▶ [WORK TO COMPLETE]:
Please output the entries below as a numbered list, leaving out the blank lines.

==== TASK MATERIAL ====

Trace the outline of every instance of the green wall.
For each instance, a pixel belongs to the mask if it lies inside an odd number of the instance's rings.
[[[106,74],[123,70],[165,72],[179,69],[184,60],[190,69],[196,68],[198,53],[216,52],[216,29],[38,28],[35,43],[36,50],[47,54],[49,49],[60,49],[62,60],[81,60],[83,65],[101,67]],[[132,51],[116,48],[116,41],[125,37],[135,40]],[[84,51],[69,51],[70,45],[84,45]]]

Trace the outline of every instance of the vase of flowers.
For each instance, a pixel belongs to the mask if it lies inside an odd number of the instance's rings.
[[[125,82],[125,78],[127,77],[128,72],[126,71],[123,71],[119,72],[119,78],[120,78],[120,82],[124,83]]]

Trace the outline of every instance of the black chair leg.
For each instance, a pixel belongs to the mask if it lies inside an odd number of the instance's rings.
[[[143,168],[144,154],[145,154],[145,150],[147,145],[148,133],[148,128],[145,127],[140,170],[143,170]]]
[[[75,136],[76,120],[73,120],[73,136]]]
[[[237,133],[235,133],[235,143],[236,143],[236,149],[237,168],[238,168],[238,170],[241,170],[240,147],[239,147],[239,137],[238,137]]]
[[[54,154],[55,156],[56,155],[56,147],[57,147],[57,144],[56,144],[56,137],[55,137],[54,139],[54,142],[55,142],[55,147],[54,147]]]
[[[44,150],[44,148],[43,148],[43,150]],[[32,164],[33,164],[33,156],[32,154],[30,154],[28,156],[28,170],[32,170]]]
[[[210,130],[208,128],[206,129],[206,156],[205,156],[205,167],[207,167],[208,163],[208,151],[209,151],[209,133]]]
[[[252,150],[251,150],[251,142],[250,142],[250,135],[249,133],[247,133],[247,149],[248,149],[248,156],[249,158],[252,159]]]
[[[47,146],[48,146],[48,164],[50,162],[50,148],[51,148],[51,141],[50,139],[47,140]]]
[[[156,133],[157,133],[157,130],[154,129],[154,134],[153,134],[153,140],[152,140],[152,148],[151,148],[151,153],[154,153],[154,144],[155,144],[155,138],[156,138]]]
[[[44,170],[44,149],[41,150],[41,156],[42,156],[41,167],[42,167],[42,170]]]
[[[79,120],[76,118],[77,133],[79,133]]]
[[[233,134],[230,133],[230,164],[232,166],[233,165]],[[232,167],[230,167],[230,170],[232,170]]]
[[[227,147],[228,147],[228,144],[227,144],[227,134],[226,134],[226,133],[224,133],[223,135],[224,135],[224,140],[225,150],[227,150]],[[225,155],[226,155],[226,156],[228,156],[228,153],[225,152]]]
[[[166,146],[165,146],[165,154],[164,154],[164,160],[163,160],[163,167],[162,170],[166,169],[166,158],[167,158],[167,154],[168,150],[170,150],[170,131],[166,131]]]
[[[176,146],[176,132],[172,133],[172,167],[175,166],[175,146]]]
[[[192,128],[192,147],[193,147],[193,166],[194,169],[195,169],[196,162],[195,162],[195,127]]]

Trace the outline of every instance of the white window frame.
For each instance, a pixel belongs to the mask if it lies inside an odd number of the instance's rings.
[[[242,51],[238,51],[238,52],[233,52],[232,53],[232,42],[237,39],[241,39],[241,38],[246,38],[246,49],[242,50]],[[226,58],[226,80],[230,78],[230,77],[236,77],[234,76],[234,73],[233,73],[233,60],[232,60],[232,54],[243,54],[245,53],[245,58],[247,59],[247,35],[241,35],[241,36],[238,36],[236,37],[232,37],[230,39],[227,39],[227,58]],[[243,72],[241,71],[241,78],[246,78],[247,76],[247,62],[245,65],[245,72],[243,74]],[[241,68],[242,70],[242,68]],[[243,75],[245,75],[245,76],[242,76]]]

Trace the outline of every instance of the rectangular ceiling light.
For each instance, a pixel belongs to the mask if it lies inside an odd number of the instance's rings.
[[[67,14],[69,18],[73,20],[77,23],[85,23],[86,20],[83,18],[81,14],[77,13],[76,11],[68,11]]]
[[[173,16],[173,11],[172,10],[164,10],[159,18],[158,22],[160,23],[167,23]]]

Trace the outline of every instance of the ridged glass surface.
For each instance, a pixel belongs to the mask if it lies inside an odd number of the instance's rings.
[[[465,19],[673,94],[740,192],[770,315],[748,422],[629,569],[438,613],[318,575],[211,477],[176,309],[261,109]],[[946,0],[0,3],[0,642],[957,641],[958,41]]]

====

▶ [FULL ANSWER]:
1. Trace the outline of every instance of the green wall.
2. For each instance, a pixel belongs to the mask if it lies inside an odd number of the instance's rings.
3. [[[106,74],[123,70],[165,72],[179,69],[184,60],[190,69],[196,68],[198,53],[216,52],[216,29],[38,28],[35,43],[36,50],[47,54],[49,49],[60,49],[62,60],[81,60],[83,65],[101,67]],[[132,51],[116,48],[116,41],[125,37],[135,40]],[[84,51],[69,51],[70,45],[84,45]]]
4. Trace the outline of every instance of the vase of flowers.
5. For each instance, a pixel belongs to the mask if it lies inside an odd number of the instance's rings.
6. [[[125,82],[125,78],[127,77],[128,72],[126,71],[123,71],[119,72],[119,78],[120,78],[120,82],[124,83]]]
7. Trace the outline of every instance of the black chair leg.
8. For each instance, a pixel belongs to the mask if it lies inside an odd number of the instance's rings.
9. [[[143,168],[144,154],[145,154],[145,150],[147,145],[148,133],[148,128],[145,127],[140,170],[143,170]]]
10. [[[75,136],[76,120],[73,120],[73,136]]]
11. [[[237,133],[235,133],[235,143],[236,143],[236,149],[237,168],[238,168],[238,170],[241,170],[240,147],[239,147],[239,137],[238,137]]]
12. [[[54,154],[55,156],[56,155],[56,147],[57,147],[57,144],[56,144],[56,137],[55,137],[54,139],[54,142],[55,142],[55,147],[54,147]]]
13. [[[44,150],[44,148],[43,148],[43,150]],[[32,164],[33,164],[33,156],[32,154],[30,154],[28,156],[28,170],[32,170]]]
14. [[[210,130],[208,128],[206,129],[206,156],[205,156],[205,167],[207,167],[208,163],[208,151],[209,151],[209,133]]]
15. [[[252,150],[251,150],[251,142],[250,142],[250,135],[249,133],[247,133],[247,149],[248,149],[248,156],[249,158],[252,159]]]
16. [[[47,146],[48,146],[48,164],[50,162],[50,148],[51,148],[51,141],[50,139],[47,140]]]
17. [[[156,133],[157,133],[157,130],[154,129],[154,134],[153,134],[153,140],[152,140],[152,148],[151,148],[151,153],[154,153],[154,144],[155,144],[155,138],[156,138]]]
18. [[[44,170],[44,149],[41,150],[41,156],[42,156],[41,167],[42,167],[42,170]]]
19. [[[79,120],[76,118],[77,133],[79,133]]]
20. [[[233,134],[230,133],[230,164],[232,166],[233,165]],[[232,167],[230,167],[230,170],[232,170]]]
21. [[[227,147],[228,147],[228,144],[227,144],[227,134],[226,134],[226,133],[224,133],[223,135],[224,135],[224,140],[225,150],[227,150]],[[225,155],[226,155],[226,156],[228,156],[228,153],[225,152]]]
22. [[[166,146],[165,146],[165,154],[164,154],[164,160],[163,160],[163,167],[162,170],[166,169],[166,158],[167,158],[167,154],[168,150],[170,150],[170,131],[166,131]]]
23. [[[176,146],[176,132],[172,133],[172,167],[175,166],[175,146]]]
24. [[[192,128],[192,147],[193,147],[193,166],[194,169],[195,169],[196,162],[195,162],[195,127]]]
25. Trace the outline of every instance of the white window frame.
26. For each instance, a pixel belongs to the mask if it lies inside an odd number of the instance's rings.
27. [[[242,51],[238,51],[238,52],[233,52],[232,53],[232,42],[237,39],[241,39],[241,38],[246,38],[246,49],[242,50]],[[226,58],[226,80],[230,78],[230,77],[236,77],[234,76],[234,73],[233,73],[233,60],[232,60],[232,54],[243,54],[245,53],[245,58],[247,59],[247,35],[241,35],[241,36],[238,36],[236,37],[232,37],[230,39],[227,39],[227,58]],[[243,72],[241,71],[241,78],[246,78],[247,76],[247,62],[245,65],[245,72],[243,74]],[[241,68],[242,70],[242,68]],[[243,75],[245,75],[245,76],[242,76]]]
28. Trace the outline of every instance of the rectangular ceiling light.
29. For each instance, a pixel belongs to the mask if it lies inside an odd number of the instance's rings.
30. [[[67,14],[69,18],[73,20],[77,23],[85,23],[86,20],[83,18],[81,14],[77,13],[76,11],[68,11]]]
31. [[[173,16],[173,11],[172,10],[164,10],[159,18],[158,22],[160,23],[167,23]]]
32. Trace the outline of every instance of the ridged glass surface.
33. For each instance, a pixel belongs to the mask if it lies inside an odd number of the instance's rings.
34. [[[465,19],[673,94],[740,192],[770,315],[748,422],[629,569],[438,613],[318,575],[211,477],[176,309],[261,109]],[[946,0],[0,3],[0,642],[957,641],[958,41]]]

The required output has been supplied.